• [THE TASK]:
Rewrite all of the data below, putting "Answer" wherever "Response" appears and leaving everything else unchanged.

• [DATA]:

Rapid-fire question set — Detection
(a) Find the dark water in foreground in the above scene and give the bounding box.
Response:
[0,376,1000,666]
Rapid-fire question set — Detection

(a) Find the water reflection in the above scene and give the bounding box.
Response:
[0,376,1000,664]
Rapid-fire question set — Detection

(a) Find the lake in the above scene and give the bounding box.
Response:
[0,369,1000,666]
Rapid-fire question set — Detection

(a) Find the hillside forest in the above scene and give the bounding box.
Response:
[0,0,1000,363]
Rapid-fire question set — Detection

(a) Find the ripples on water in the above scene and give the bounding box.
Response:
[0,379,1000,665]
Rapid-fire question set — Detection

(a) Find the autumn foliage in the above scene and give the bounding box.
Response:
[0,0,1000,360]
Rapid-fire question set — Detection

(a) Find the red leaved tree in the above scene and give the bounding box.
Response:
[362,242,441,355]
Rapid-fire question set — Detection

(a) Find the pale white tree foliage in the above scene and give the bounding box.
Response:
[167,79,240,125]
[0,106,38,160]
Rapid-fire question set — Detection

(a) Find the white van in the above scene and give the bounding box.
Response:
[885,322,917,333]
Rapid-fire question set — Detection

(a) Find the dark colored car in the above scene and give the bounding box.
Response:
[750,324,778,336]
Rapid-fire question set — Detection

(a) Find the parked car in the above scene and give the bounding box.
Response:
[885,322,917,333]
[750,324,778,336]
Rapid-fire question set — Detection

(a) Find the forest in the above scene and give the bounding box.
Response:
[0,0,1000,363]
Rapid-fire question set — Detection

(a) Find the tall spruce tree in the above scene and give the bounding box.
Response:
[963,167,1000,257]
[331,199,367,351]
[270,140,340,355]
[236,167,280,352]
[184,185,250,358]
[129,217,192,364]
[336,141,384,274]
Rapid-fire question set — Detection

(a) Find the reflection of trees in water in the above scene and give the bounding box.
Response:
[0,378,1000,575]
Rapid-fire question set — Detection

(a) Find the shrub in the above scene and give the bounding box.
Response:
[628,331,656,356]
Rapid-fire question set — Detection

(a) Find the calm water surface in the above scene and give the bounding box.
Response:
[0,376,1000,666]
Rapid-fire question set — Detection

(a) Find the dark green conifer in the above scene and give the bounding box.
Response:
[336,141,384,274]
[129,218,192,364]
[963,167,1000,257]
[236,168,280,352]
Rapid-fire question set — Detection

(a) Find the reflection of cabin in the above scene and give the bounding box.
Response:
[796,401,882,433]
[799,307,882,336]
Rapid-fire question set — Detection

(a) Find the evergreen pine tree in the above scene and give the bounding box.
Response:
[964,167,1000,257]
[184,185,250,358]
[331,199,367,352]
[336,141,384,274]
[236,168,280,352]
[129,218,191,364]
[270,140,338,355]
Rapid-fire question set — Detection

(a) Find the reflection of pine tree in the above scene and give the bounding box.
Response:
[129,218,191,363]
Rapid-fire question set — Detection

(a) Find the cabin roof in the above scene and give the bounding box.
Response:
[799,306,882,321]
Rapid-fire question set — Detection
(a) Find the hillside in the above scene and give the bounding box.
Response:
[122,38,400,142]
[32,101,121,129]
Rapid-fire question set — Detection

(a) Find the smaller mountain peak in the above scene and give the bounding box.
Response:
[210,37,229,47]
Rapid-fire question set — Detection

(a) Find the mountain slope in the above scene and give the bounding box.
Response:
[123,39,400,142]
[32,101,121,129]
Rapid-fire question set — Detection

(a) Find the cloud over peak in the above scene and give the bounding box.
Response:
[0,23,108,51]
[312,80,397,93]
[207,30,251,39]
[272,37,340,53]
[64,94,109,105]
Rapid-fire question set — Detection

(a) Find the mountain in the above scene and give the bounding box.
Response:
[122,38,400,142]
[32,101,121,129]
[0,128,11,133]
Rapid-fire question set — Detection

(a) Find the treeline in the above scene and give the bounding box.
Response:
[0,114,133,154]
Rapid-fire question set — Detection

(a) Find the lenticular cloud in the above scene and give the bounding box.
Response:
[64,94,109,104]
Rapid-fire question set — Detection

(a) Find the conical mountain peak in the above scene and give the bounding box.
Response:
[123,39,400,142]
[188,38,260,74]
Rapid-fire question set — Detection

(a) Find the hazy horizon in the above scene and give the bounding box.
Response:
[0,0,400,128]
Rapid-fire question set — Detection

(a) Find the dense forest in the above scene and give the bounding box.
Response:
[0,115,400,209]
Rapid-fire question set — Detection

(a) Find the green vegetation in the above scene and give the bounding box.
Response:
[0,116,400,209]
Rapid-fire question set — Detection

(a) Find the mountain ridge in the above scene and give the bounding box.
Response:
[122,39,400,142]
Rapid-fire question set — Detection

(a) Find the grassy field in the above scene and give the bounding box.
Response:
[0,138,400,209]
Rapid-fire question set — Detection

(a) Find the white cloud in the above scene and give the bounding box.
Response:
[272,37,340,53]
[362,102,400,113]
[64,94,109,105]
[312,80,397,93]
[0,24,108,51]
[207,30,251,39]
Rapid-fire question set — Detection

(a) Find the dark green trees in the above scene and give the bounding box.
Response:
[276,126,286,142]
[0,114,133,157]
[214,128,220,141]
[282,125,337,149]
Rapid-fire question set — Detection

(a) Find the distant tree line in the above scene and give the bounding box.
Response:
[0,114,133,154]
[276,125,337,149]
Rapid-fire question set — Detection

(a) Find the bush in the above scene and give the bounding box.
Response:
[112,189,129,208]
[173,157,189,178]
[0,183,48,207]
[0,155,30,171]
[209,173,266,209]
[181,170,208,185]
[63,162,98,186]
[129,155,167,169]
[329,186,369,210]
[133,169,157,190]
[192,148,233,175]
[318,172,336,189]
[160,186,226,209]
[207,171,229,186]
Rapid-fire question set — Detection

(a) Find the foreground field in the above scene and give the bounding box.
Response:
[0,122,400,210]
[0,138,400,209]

• [WORKED ANSWER]:
Rapid-fire question set — Detection
(a) Find the dark water in foreground in the above scene and give the bounding box.
Answer:
[0,376,1000,666]
Rapid-fire question set — Detection

(a) Find the water reflection in the above scene and give the bounding box.
Answer:
[0,376,1000,664]
Rapid-fire question set — Detection

(a) Find the lake in the above scene and give the bounding box.
Answer:
[0,369,1000,666]
Rapid-fire question set — Detection

(a) Find the hillside forest in the above scene and give the bounding box.
Answer:
[0,0,1000,363]
Rapid-fire question set — Detection

(a) Find the ripples on water in the above scene and give the bounding box.
Answer:
[0,379,1000,665]
Rapid-fire question set — Detection

(a) Find the autumn foliage in the above scene and give the bounding box.
Answer:
[0,0,1000,360]
Rapid-fire question set — Detection

(a) Find the red leaved tree in the above scene and give the bounding box.
Answer:
[362,242,441,355]
Rapid-fire question set — Detection

(a) Find the pale white tree foliage in the above scene and give the bounding box.
Answer:
[167,79,240,125]
[0,106,38,160]
Rapid-fire question set — Detection

(a) Find the white van in the above scene and give the bounding box.
Answer:
[885,322,917,333]
Rapid-fire question set — Detection

(a) Find the dark colored car in the above scene and give the bounding box.
Answer:
[750,324,778,336]
Rapid-fire question set — Detection

(a) Find the parked car in the above scene and give the bounding box.
Answer:
[885,322,917,333]
[750,324,778,336]
Rapid-fire question set — Detection

(a) Find the forest in the above scene and give the bounding box.
Answer:
[0,0,1000,363]
Rapid-fire question set — Detection

(a) Find the tall spruce tree in the above scene and give the bounding box.
Answer:
[963,167,1000,257]
[331,199,367,351]
[270,140,340,355]
[236,167,280,352]
[184,185,250,358]
[129,217,192,364]
[336,141,384,274]
Rapid-fire question set — Detection

(a) Find the reflection of trees in water in the above scene and give the bounding box.
Answer:
[0,378,1000,575]
Rapid-fire question set — Detection

(a) Find the shrub in the above scene and give the bounding box.
Answer:
[628,331,656,356]
Rapid-fire question set — Detection

(a) Find the calm water surface in the above scene and give the bounding box.
Answer:
[0,376,1000,666]
Rapid-fire question set — Detection

(a) Find the dark green conifer in the above scene and give the bounding box.
Answer:
[336,141,384,274]
[129,218,192,364]
[963,167,1000,257]
[236,168,280,352]
Rapid-fire question set — Detection

(a) Find the reflection of cabin in the above scene and give the bounding box.
Answer:
[796,401,882,433]
[799,307,882,336]
Rapid-fire question set — Detection

(a) Find the evergreen pine tree in the above scene and give the bounding box.
Answer:
[964,167,1000,257]
[184,185,250,358]
[331,199,367,352]
[336,141,384,274]
[236,168,280,352]
[129,218,191,364]
[270,140,338,355]
Rapid-fire question set — Detection

(a) Find the reflection of pine tree in the above scene and give the bounding box.
Answer:
[129,218,191,363]
Rapid-fire question set — Detection

(a) Find the cabin roof in the above scene and give the bounding box.
Answer:
[799,306,882,321]
Rapid-fire question set — Detection
(a) Find the hillside in the above scene and give the bounding box.
Answer:
[122,38,400,142]
[32,101,121,129]
Rapid-fire question set — Detection

(a) Find the smaller mountain peak in the above scene and give the bounding box.
Answer:
[210,37,229,47]
Rapid-fire question set — Detection

(a) Find the mountain slope in the above scene and give the bounding box.
Answer:
[123,39,400,142]
[32,101,121,129]
Rapid-fire question set — Detection

(a) Find the cloud over peak in the above scene and give the bounding box.
Answer:
[0,23,108,51]
[312,80,397,93]
[207,30,251,39]
[272,37,340,53]
[64,94,109,105]
Rapid-fire question set — Detection

(a) Find the mountain in the above scene and give the bounding box.
Answer:
[122,38,400,142]
[32,101,121,129]
[0,128,11,133]
Rapid-fire question set — Detection

(a) Find the treeline in the above scene and give the bounding box.
Answer:
[0,114,133,154]
Rapid-fire question set — Detection

(a) Find the lenticular cloud in the above scene and give the bounding box.
Answer:
[64,94,109,104]
Rapid-fire question set — Detection

(a) Find the conical mountain peak in the above scene and give the bounding box.
Answer:
[123,39,400,142]
[188,38,260,74]
Rapid-fire question set — Detection

(a) Find the hazy horizon in the above scene and give the bounding box.
Answer:
[0,0,400,128]
Rapid-fire question set — Detection

(a) Find the dense forest in the above scene and give the bounding box.
Answer:
[0,115,400,209]
Rapid-fire question set — Detection

(a) Find the green vegetation in the above scene and give the bounding box.
Answer:
[0,116,400,209]
Rapid-fire question set — Detection

(a) Find the mountain ridge in the above scene and give the bounding box.
Answer:
[122,39,400,142]
Rapid-fire question set — Detection

(a) Find the grassy field in the above scene and give the bounding box.
Answer:
[0,138,400,209]
Rapid-fire question set — Detection

(a) Find the white cloud in the above scene and give the bounding box.
Answer:
[272,37,340,53]
[362,102,400,113]
[64,94,109,105]
[312,80,397,93]
[0,24,108,51]
[207,30,251,39]
Rapid-fire question set — Detection

(a) Find the dark green trees in the above scene and give the bounding box.
Answer:
[276,126,286,142]
[0,114,133,157]
[214,128,220,141]
[282,125,337,149]
Rapid-fire question set — Detection

(a) Find the distant tree line in the above scene and give the bounding box.
Answer:
[0,114,133,154]
[276,125,337,149]
Rapid-fire question set — Detection

(a) Find the bush in the above scene and give the bounding box.
Answer:
[112,189,129,208]
[173,157,189,178]
[0,183,48,207]
[0,155,30,171]
[209,173,266,209]
[181,170,208,185]
[63,162,98,186]
[129,155,167,169]
[329,186,369,210]
[133,169,157,190]
[192,148,233,175]
[318,172,336,189]
[160,186,226,209]
[207,171,229,186]
Rapid-fire question set — Detection

(a) Find the foreground field in the above scene and give the bounding box.
Answer:
[0,122,400,210]
[0,138,400,209]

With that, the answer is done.